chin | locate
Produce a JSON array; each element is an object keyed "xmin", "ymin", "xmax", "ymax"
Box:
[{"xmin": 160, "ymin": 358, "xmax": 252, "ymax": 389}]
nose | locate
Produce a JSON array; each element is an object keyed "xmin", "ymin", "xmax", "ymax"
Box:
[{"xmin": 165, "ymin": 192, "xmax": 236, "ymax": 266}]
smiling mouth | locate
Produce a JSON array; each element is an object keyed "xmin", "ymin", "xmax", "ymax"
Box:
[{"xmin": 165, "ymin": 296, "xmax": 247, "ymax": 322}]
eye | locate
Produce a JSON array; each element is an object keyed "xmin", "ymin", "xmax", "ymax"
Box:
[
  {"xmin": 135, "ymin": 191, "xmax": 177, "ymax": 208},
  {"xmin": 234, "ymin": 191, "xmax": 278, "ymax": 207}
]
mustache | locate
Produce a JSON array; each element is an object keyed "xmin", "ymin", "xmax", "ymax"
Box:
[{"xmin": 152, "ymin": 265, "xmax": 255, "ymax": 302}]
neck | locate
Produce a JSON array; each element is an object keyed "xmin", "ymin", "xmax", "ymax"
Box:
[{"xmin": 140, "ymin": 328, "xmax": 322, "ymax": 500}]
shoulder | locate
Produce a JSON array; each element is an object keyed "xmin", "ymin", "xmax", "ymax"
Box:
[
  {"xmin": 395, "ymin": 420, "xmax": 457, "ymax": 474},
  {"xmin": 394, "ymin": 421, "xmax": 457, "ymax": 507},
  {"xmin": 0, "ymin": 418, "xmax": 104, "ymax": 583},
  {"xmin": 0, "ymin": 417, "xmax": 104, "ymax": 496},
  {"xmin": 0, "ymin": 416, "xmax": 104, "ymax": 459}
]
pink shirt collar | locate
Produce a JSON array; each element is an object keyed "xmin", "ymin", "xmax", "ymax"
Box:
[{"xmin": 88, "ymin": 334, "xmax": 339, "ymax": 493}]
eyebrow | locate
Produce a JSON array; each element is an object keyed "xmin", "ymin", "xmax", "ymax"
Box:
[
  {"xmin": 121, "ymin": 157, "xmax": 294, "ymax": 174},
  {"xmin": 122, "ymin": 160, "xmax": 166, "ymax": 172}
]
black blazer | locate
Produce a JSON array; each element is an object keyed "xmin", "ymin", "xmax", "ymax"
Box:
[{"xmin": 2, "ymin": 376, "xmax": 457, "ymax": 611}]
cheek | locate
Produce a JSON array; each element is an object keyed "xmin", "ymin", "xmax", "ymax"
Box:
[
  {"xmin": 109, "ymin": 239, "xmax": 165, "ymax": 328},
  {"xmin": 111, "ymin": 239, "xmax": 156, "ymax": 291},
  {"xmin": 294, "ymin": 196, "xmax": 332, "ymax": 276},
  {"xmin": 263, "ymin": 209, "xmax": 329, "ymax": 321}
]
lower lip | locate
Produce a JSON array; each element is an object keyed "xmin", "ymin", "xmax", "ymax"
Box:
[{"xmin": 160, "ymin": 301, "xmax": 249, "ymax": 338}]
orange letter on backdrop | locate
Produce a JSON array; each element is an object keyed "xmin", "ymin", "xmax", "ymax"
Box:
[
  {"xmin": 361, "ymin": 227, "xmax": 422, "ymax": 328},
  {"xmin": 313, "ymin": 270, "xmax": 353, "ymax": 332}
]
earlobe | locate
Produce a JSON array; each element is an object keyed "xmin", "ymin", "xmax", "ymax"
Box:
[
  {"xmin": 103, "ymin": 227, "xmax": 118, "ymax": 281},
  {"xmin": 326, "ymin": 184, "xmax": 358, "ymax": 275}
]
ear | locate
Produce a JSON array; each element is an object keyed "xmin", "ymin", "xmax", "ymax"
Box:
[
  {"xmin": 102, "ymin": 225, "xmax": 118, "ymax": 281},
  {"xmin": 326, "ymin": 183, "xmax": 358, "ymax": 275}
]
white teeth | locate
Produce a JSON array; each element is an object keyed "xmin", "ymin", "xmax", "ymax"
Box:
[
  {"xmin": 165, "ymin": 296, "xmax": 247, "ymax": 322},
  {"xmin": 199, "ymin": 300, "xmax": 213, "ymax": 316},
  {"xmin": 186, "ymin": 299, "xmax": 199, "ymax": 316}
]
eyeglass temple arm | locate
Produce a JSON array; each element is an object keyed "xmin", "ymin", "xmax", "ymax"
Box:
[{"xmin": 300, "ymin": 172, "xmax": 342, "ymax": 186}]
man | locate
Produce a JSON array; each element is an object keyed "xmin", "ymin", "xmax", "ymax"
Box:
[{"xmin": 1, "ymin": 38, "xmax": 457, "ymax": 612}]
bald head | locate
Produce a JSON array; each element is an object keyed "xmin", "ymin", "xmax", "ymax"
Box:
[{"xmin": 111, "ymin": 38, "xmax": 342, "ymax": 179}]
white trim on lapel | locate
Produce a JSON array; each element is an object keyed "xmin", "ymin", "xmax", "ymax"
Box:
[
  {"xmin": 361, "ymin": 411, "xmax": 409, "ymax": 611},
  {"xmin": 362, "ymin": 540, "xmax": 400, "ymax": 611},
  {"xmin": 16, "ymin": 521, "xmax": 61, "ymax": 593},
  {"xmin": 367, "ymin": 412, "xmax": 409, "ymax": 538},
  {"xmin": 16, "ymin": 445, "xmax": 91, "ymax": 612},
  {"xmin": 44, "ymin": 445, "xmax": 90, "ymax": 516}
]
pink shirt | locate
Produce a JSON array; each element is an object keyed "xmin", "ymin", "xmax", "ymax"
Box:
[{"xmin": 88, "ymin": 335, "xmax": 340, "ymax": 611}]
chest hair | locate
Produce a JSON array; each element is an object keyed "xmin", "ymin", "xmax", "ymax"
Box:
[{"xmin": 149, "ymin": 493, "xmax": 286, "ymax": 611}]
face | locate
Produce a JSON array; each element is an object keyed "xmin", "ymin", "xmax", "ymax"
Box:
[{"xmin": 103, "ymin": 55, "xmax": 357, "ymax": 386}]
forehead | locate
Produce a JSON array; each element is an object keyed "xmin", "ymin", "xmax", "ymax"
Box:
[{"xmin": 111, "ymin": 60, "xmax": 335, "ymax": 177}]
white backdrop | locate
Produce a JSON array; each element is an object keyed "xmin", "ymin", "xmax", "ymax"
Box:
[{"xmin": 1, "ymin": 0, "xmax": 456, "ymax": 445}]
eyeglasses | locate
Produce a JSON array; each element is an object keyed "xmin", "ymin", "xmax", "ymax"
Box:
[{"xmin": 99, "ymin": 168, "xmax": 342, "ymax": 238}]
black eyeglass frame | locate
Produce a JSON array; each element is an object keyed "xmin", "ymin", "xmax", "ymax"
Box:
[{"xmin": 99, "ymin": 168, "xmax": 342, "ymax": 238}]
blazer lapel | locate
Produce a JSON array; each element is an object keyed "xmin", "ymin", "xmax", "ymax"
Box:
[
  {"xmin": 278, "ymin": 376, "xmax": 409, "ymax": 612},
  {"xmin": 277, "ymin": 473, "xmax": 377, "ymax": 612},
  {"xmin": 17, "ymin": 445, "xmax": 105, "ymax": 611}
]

• • • • •

Retype every line up to and including the one that contains "smiling mouth | locate", beginning at the first line of the records, with no edits.

chin | locate
Produce a JSON array; each element is an object keyed "xmin", "ymin", "xmax", "ymax"
Box:
[{"xmin": 160, "ymin": 358, "xmax": 252, "ymax": 389}]
nose | locate
Produce a JSON array; each element is an object keyed "xmin", "ymin", "xmax", "ymax"
Box:
[{"xmin": 165, "ymin": 192, "xmax": 236, "ymax": 266}]
smiling mouth | locate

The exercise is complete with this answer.